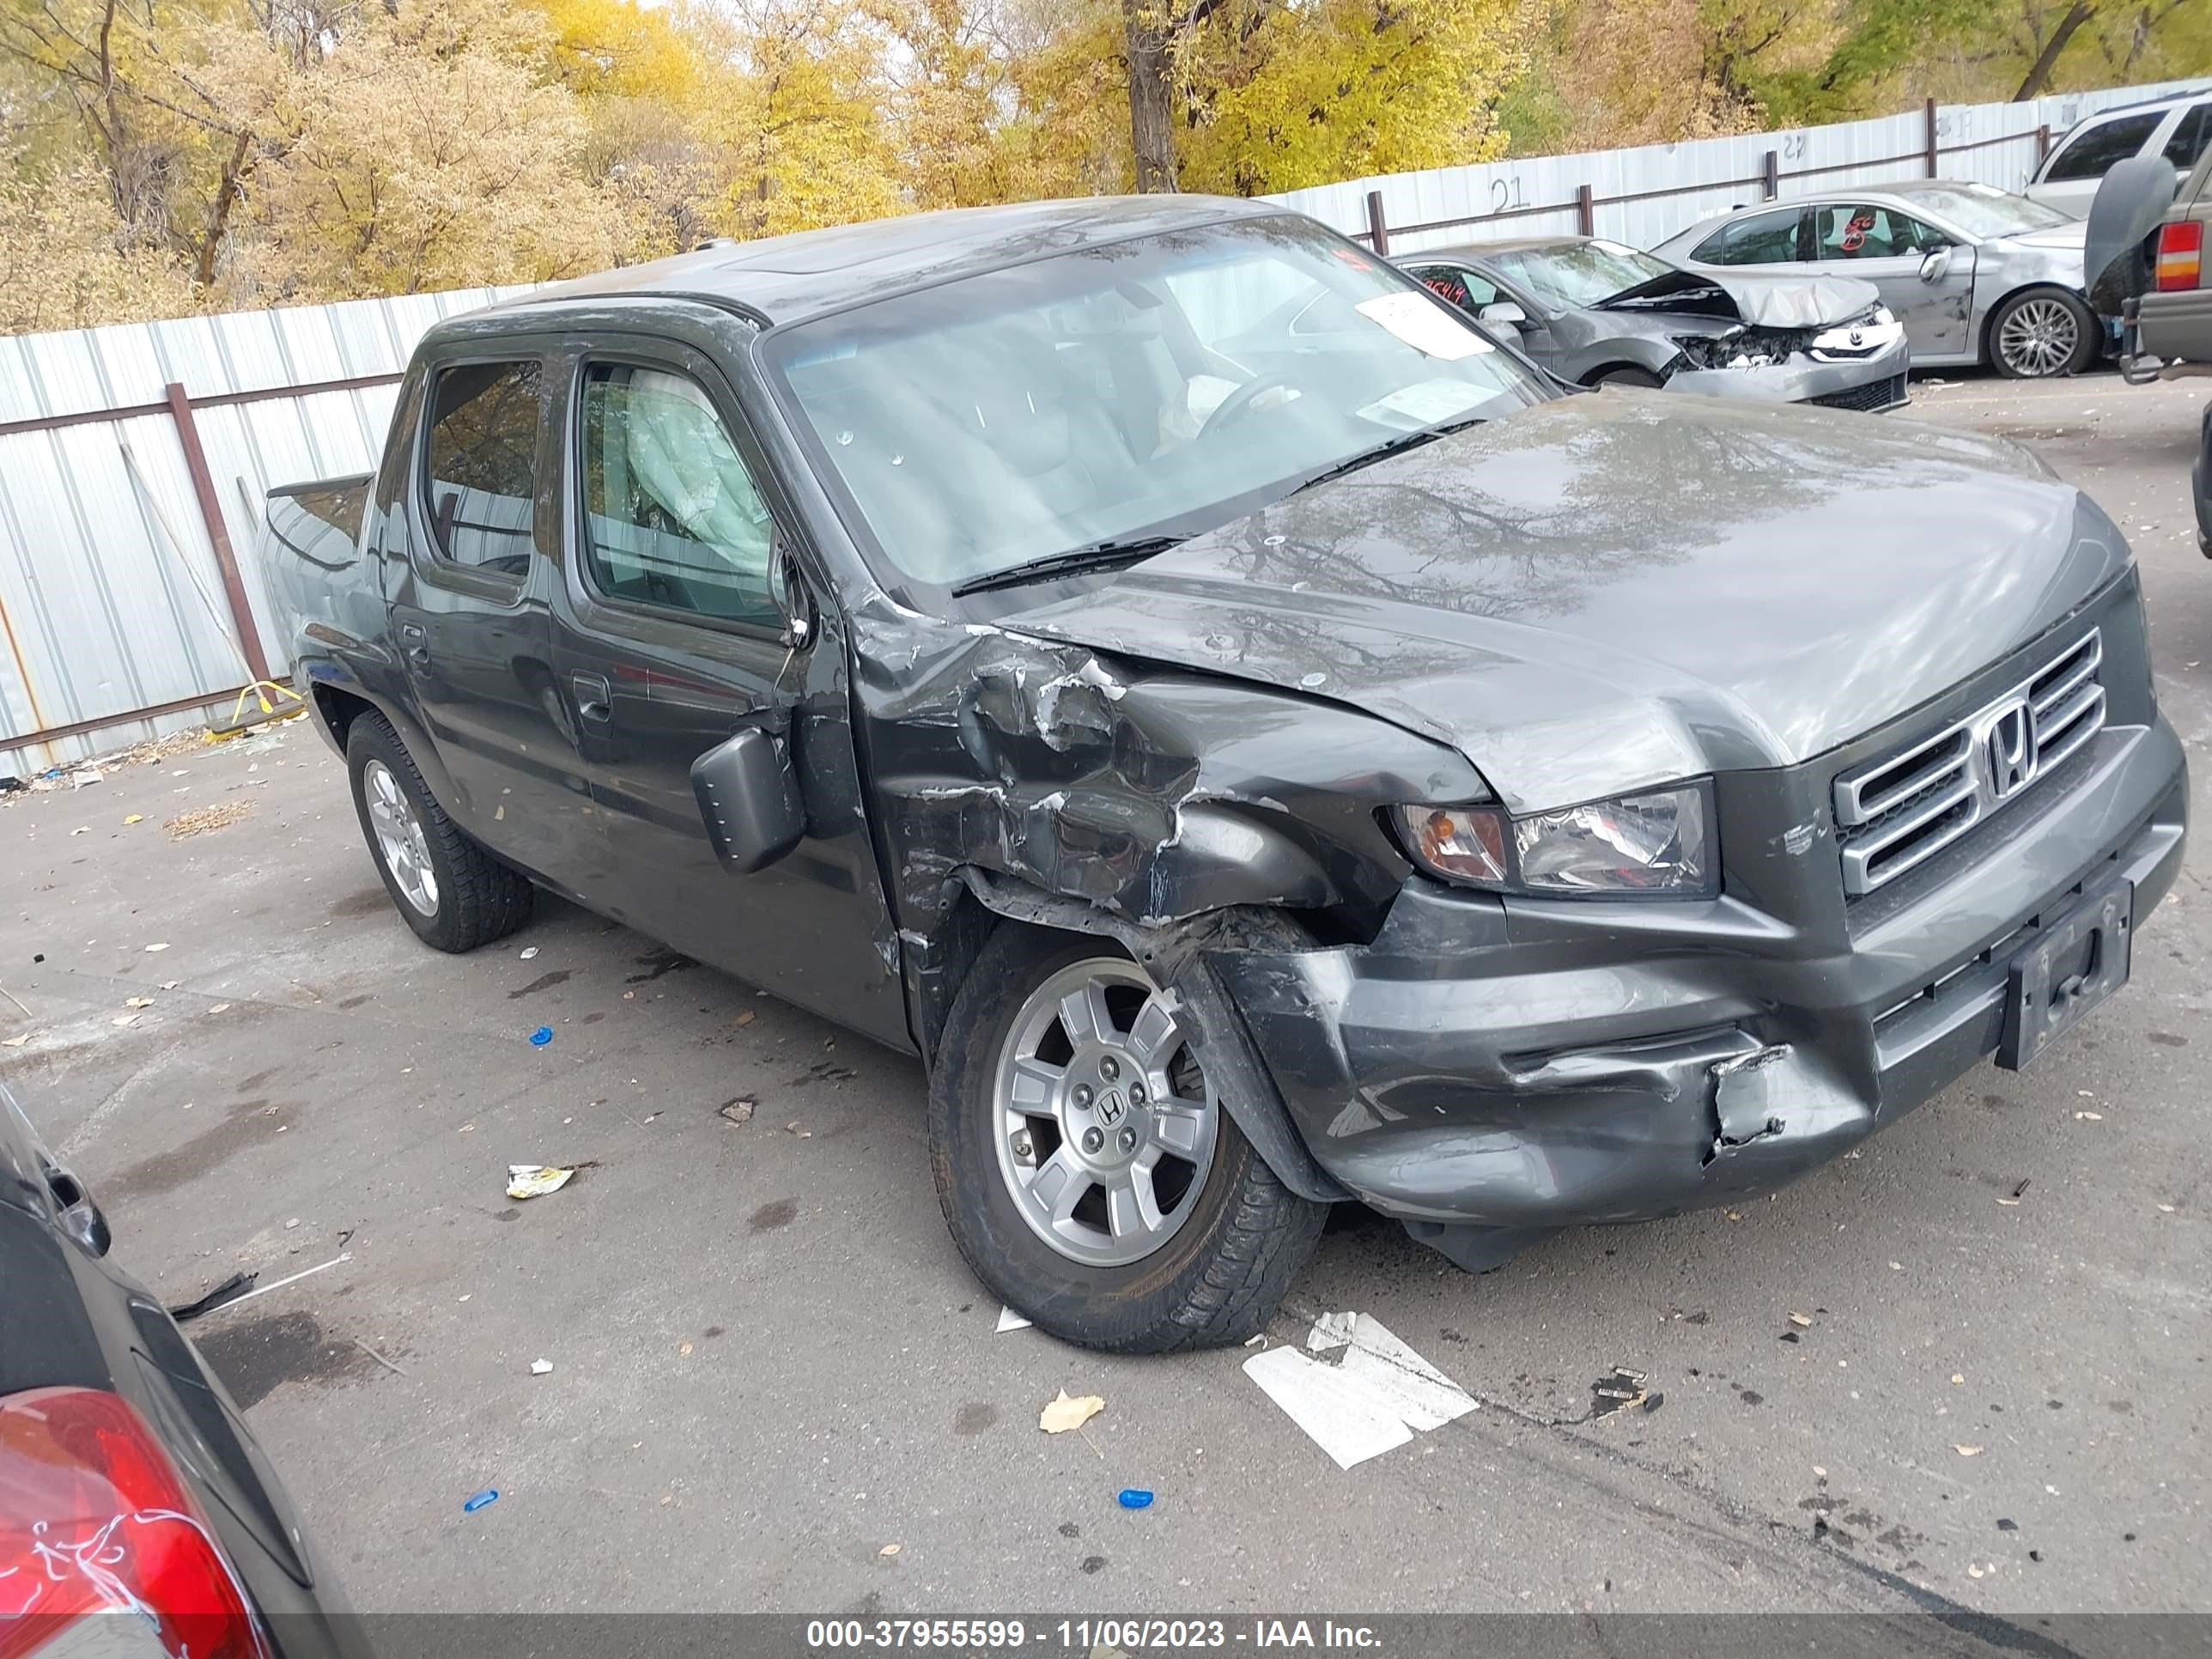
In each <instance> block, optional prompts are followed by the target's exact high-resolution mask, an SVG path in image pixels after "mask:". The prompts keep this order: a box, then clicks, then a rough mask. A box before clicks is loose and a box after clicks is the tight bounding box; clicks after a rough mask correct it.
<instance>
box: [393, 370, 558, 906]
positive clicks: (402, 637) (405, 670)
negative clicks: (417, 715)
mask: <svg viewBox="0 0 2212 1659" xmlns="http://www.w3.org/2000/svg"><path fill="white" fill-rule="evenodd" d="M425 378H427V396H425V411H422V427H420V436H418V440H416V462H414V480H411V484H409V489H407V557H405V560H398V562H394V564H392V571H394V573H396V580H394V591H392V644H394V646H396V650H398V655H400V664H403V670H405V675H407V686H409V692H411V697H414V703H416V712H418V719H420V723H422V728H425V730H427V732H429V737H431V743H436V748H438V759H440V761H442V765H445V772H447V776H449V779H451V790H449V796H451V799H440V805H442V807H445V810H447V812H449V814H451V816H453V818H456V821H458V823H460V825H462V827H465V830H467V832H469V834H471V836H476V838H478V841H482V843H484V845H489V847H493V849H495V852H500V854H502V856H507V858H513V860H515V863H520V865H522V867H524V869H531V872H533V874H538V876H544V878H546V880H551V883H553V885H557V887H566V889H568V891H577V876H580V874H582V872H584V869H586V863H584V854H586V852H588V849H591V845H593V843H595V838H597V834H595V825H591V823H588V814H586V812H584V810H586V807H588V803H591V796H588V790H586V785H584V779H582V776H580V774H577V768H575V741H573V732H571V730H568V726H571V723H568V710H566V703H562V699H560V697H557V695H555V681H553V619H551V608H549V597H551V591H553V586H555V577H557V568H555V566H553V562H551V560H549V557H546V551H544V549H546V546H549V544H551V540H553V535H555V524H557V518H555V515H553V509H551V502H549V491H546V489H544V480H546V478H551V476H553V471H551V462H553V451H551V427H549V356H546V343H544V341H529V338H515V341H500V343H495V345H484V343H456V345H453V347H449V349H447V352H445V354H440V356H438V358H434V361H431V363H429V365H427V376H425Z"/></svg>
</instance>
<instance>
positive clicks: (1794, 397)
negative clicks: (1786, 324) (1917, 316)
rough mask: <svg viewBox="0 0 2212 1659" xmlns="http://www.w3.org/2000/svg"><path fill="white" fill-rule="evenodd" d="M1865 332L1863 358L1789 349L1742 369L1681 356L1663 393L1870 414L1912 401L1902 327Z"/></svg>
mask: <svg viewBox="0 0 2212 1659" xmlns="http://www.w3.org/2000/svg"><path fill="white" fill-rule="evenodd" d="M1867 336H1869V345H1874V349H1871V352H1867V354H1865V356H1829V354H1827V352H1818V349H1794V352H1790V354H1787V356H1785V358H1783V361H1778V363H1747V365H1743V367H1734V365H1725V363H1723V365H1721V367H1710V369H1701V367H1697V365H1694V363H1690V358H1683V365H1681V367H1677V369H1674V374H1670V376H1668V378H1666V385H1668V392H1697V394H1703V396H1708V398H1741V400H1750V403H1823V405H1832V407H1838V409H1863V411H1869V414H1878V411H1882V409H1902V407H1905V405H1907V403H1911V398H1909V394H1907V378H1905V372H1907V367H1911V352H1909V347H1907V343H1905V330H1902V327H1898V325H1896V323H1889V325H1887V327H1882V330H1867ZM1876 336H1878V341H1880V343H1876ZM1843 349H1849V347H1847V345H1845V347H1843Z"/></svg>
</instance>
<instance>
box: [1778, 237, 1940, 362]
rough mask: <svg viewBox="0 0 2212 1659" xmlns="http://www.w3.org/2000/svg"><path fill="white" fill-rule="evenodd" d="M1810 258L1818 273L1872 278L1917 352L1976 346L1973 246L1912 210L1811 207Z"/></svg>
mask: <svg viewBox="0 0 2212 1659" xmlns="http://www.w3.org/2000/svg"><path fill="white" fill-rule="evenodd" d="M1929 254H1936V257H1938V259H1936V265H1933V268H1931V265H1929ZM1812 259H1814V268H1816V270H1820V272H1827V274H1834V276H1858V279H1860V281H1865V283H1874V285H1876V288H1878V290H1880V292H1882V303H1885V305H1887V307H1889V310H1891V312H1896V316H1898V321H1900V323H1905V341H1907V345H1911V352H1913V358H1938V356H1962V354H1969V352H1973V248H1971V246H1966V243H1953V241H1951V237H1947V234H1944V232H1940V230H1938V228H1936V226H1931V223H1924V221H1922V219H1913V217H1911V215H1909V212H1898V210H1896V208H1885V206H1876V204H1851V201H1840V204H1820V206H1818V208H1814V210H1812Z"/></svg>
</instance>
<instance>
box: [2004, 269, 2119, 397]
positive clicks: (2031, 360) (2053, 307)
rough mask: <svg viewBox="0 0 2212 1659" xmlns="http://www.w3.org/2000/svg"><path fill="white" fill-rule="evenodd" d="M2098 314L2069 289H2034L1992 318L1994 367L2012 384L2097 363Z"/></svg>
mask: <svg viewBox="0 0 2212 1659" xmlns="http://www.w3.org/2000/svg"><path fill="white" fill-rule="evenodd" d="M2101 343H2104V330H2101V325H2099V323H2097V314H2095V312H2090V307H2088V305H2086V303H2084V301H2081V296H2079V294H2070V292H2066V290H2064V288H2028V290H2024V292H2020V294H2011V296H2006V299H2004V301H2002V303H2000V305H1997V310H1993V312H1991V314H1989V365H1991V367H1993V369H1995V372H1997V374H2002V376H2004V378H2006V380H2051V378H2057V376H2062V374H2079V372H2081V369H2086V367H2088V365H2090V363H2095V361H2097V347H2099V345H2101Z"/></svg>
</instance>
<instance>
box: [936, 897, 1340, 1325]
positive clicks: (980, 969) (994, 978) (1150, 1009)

### Prompt
Copy all of the lines above exactly, leaving out the pictures.

### Task solution
In each <instance> block, optional prompts are followed by the target's exact high-resolution mask, an SVG path in image pixels after "mask:". The prompts keep this order: a box, then clicks, then a rough mask. A box before clicks is loose and a box after clicks is the tight bounding box; clicks after a rough mask correct it.
<instance>
box: [393, 370, 558, 906]
positive clicks: (402, 637) (405, 670)
negative clicks: (417, 715)
mask: <svg viewBox="0 0 2212 1659" xmlns="http://www.w3.org/2000/svg"><path fill="white" fill-rule="evenodd" d="M425 378H427V396H425V411H422V427H420V436H418V440H416V462H414V480H411V484H409V489H407V557H405V560H398V562H394V564H392V571H394V573H396V580H394V591H392V644H394V646H396V650H398V655H400V664H403V670H405V675H407V686H409V692H411V697H414V703H416V712H418V719H420V723H422V728H425V730H427V732H429V737H431V743H436V748H438V759H440V761H442V765H445V772H447V776H449V779H451V790H449V796H451V799H440V805H442V807H445V810H447V812H449V814H451V816H453V818H456V821H458V823H460V825H462V827H465V830H467V832H469V834H471V836H476V838H478V841H482V843H484V845H489V847H493V849H495V852H500V854H502V856H507V858H513V860H515V863H520V865H522V867H524V869H531V872H533V874H538V876H544V878H546V880H551V883H553V885H557V887H566V889H568V891H577V876H580V874H582V872H584V869H586V863H584V854H586V852H588V849H591V845H593V843H595V838H597V834H595V825H591V823H588V814H586V812H584V810H586V807H588V803H591V796H588V790H586V785H584V779H582V776H580V774H577V768H575V741H573V732H571V730H568V726H571V723H568V710H566V703H562V699H560V697H557V695H555V681H553V619H551V608H549V597H551V591H553V586H555V577H557V568H555V566H553V562H551V560H549V557H546V551H544V549H546V546H549V544H551V540H553V535H555V524H557V518H555V515H553V509H551V502H549V491H546V489H544V480H546V478H551V476H553V471H551V462H553V451H551V427H549V356H546V343H544V341H529V338H515V341H500V343H495V345H484V343H456V345H453V347H449V349H447V352H445V354H440V356H438V358H434V361H431V363H429V365H427V376H425Z"/></svg>
</instance>
<instance>
positive clicks: (1794, 397)
negative clicks: (1786, 324) (1917, 316)
rough mask: <svg viewBox="0 0 2212 1659" xmlns="http://www.w3.org/2000/svg"><path fill="white" fill-rule="evenodd" d="M1865 332L1863 358L1789 349L1742 369L1681 356L1663 393L1870 414L1912 401L1902 327Z"/></svg>
mask: <svg viewBox="0 0 2212 1659" xmlns="http://www.w3.org/2000/svg"><path fill="white" fill-rule="evenodd" d="M1867 336H1869V345H1874V349H1871V352H1867V354H1865V356H1829V354H1827V352H1818V349H1794V352H1790V354H1787V356H1785V358H1783V361H1778V363H1747V365H1743V367H1734V365H1725V363H1723V365H1721V367H1710V369H1701V367H1697V365H1694V363H1690V358H1683V365H1681V367H1677V369H1674V374H1670V376H1668V378H1666V385H1668V392H1697V394H1703V396H1708V398H1741V400H1750V403H1823V405H1832V407H1838V409H1863V411H1869V414H1878V411H1882V409H1902V407H1905V405H1907V403H1911V398H1909V394H1907V378H1905V372H1907V367H1911V352H1909V347H1907V343H1905V330H1902V327H1898V325H1896V323H1889V325H1887V327H1882V330H1867ZM1876 336H1878V341H1880V343H1876ZM1843 349H1849V347H1847V345H1845V347H1843Z"/></svg>
</instance>
<instance>
box: [1778, 237, 1940, 362]
rough mask: <svg viewBox="0 0 2212 1659" xmlns="http://www.w3.org/2000/svg"><path fill="white" fill-rule="evenodd" d="M1810 258L1818 273L1872 278L1917 352L1976 346L1973 246L1912 210L1811 207Z"/></svg>
mask: <svg viewBox="0 0 2212 1659" xmlns="http://www.w3.org/2000/svg"><path fill="white" fill-rule="evenodd" d="M1929 254H1936V257H1938V259H1936V265H1933V268H1931V265H1929ZM1812 259H1814V268H1816V270H1820V272H1827V274H1834V276H1858V279H1860V281H1865V283H1874V285H1876V288H1878V290H1880V292H1882V303H1885V305H1887V307H1889V310H1891V312H1896V316H1898V321H1900V323H1905V341H1907V345H1911V352H1913V358H1938V356H1962V354H1969V352H1973V248H1971V246H1966V243H1953V241H1951V237H1947V234H1944V232H1940V230H1938V228H1936V226H1931V223H1924V221H1922V219H1913V217H1911V215H1909V212H1898V210H1896V208H1885V206H1876V204H1851V201H1840V204H1820V206H1818V208H1814V210H1812Z"/></svg>
</instance>
<instance>
box: [2004, 269, 2119, 397]
positive clicks: (2031, 360) (2053, 307)
rough mask: <svg viewBox="0 0 2212 1659" xmlns="http://www.w3.org/2000/svg"><path fill="white" fill-rule="evenodd" d="M2098 314L2069 289H2034L1992 318L1994 367L2012 384L2097 363Z"/></svg>
mask: <svg viewBox="0 0 2212 1659" xmlns="http://www.w3.org/2000/svg"><path fill="white" fill-rule="evenodd" d="M2101 343H2104V330H2101V325H2099V323H2097V314H2095V312H2090V307H2088V305H2086V303H2084V301H2081V296H2079V294H2070V292H2066V290H2064V288H2028V290H2024V292H2020V294H2011V296H2006V299H2004V301H2002V303H2000V305H1997V310H1993V312H1991V314H1989V365H1991V367H1993V369H1995V372H1997V374H2002V376H2004V378H2006V380H2051V378H2057V376H2062V374H2079V372H2081V369H2086V367H2088V365H2090V363H2095V361H2097V347H2099V345H2101Z"/></svg>
</instance>
<instance>
box: [936, 897, 1340, 1325]
positive clicks: (980, 969) (994, 978) (1150, 1009)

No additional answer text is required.